## Study text
━━━━━━━━━━
154. As a direct and proximate result of the breaches
of duty and omissions of the defendants as alleged above, the State was
obligated to pay and has paid millions of dollars in the past for the provision
of necessary medical care, facilities and services for certain of those
aforementioned Florida residents injured by the defendants' cigarettes
and unable to afford and otherwise obtain such necessary medical care,
facilities and services.
155. The State was legally obligated to pay the aforementioned
sums and did not conduct itself in any wrongful manner in being so obligated
to pay and in paying the aforementioned sums.
156. The defendants have been unjustly enriched as a result.
157. In all fairness and justice, the defendants should
indemnify the plaintiffs for the provision of necessary medical care, facilities
and services for those aforementioned residents injured by the defendants'
cigarettes.
━━━━━━━━━━
## Provided information
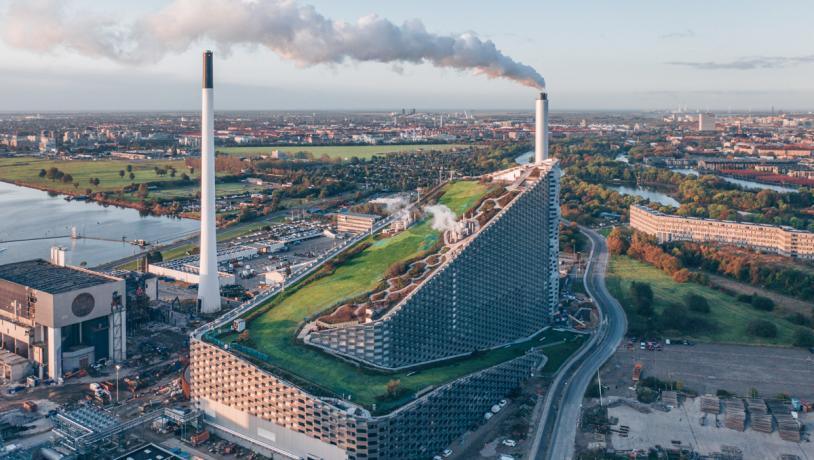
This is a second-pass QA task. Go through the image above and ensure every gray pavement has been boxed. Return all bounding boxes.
[530,227,627,460]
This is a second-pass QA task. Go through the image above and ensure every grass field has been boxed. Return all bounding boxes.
[0,157,198,193]
[218,144,467,160]
[607,256,795,345]
[207,178,582,412]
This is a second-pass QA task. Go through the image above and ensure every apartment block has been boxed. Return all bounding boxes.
[630,205,814,259]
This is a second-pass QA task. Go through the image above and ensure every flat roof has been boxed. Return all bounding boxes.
[116,444,182,460]
[0,259,114,294]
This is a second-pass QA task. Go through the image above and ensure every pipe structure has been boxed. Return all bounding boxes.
[534,92,548,164]
[198,51,221,313]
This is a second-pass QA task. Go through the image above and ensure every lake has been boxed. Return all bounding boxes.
[606,185,681,208]
[0,182,200,266]
[671,168,799,193]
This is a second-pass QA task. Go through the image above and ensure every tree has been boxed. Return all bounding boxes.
[387,379,401,396]
[746,319,777,339]
[684,293,709,313]
[630,281,653,316]
[794,328,814,348]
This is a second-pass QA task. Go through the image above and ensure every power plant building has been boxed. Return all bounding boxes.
[190,91,560,460]
[334,212,379,233]
[0,259,126,380]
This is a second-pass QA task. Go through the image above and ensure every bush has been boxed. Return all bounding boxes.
[786,312,811,327]
[746,319,777,339]
[752,294,774,311]
[794,328,814,348]
[684,293,709,313]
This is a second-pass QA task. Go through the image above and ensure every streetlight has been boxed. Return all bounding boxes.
[116,364,122,404]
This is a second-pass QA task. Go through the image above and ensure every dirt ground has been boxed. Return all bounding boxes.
[601,344,814,401]
[608,398,814,460]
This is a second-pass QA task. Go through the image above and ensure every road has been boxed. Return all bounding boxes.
[530,227,627,460]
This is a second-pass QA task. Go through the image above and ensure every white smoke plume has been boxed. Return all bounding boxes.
[0,0,545,89]
[424,204,461,232]
[375,195,410,214]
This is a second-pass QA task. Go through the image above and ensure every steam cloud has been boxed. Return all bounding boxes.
[1,0,545,89]
[424,204,461,231]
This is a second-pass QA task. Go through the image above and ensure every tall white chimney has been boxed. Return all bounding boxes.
[198,51,220,313]
[534,92,548,163]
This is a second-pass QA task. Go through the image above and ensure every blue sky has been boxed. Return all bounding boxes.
[0,0,814,110]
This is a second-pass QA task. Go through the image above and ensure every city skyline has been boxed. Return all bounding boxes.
[0,0,814,112]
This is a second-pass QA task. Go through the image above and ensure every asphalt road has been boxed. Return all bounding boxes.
[531,227,627,460]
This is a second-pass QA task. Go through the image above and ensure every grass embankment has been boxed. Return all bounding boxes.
[217,144,468,160]
[214,182,582,412]
[607,256,795,345]
[0,157,198,194]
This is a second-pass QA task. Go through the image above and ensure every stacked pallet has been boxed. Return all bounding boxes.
[661,391,678,407]
[774,414,800,442]
[724,399,746,431]
[701,395,721,414]
[746,398,774,433]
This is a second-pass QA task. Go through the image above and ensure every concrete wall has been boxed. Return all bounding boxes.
[190,340,545,460]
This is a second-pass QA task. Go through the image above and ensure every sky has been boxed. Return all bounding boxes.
[0,0,814,111]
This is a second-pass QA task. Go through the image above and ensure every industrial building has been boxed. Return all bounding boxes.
[333,212,379,233]
[306,160,559,369]
[190,88,560,460]
[630,205,814,259]
[0,255,126,380]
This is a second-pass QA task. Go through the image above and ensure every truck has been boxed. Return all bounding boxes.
[633,363,642,385]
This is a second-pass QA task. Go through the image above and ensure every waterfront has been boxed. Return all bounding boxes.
[0,182,199,266]
[607,185,681,208]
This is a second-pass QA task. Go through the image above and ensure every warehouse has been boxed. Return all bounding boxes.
[0,257,126,380]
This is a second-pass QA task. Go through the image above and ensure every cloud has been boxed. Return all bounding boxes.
[659,29,695,40]
[667,54,814,70]
[0,0,545,88]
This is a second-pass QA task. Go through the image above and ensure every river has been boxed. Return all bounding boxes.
[671,168,799,193]
[605,185,681,208]
[0,182,199,266]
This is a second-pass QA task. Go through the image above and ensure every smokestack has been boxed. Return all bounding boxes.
[534,92,548,164]
[198,51,220,313]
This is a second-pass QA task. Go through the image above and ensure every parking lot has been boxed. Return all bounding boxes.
[602,342,814,401]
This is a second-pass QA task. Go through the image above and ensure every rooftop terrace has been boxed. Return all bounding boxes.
[207,181,582,414]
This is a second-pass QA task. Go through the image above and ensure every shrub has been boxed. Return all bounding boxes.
[746,319,777,338]
[794,328,814,348]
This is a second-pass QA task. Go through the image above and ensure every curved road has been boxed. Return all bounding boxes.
[531,227,627,460]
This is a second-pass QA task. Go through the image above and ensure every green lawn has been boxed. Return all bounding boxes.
[207,182,582,412]
[0,157,197,193]
[150,182,267,199]
[607,256,795,345]
[218,144,467,160]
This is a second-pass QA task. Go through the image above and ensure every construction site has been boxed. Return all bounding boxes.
[577,341,814,460]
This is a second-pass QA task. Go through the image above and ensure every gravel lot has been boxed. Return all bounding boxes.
[602,344,814,401]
━━━━━━━━━━
## What to work on
(1) Retype the complaint text from "154. As a direct" up to and including "facilities and services.".
(2) Answer these questions about the complaint text:
(a) According to paragraph 156, what have the defendants been?
(b) According to paragraph 155, in what kind of manner did the State not conduct itself?
(c) According to paragraph 157, what should the defendants do for the plaintiffs?
(3) Write the next part of the complaint text, starting after its final sentence.

## Expected responses
(1)
154. As a direct and proximate result of the breaches
of duty and omissions of the defendants as alleged above, the State was
obligated to pay and has paid millions of dollars in the past for the provision
of necessary medical care, facilities and services for certain of those
aforementioned Florida residents injured by the defendants' cigarettes
and unable to afford and otherwise obtain such necessary medical care,
facilities and services.

(2)
(a) Unjustly enriched.
(b) Any wrongful manner.
(c) Indemnify the plaintiffs for the provision of necessary medical care, facilities and services for the residents injured by the defendants' cigarettes.

(3)
158. Wherefore, premises considered, the plaintiffs pray
for relief and judgment against the defendants, jointly and severally,
as follows:
a. for damages in an amount which is sufficient to provide
restitution and repay the State for the sums the plaintiffs have expended
on account of the defendants' wrongful conduct, with said amount to be
determined at trial;
b. for damages in restitution for the sums of money currently
being paid and to be paid by the plaintiffs in the future on account of
the defendants' wrongful conduct;
c. for prejudgment interest, as well as the plaintiffs'
reasonable attorneys' fees, expert witness fees and other costs of this
action;
d. for such other and further extra-ordinary equitable,
declaratory and/or injunctive relief as permitted by law as necessary to
assure that the plaintiffs have an effective remedy; and
e. for such other and further relief, as the Court deems
just and proper, to which the plaintiffs may be entitled.
COUNT THREE
NEGLIGENCE
159. The plaintiffs reallege and incorporate herein the
foregoing allegations of this Complaint.
160. The defendants had a duty to exercise reasonable
care in the manufacture, sale and/or distribution of defendants' cigarettes.
161. The defendants breached that duty by the conduct
alleged above.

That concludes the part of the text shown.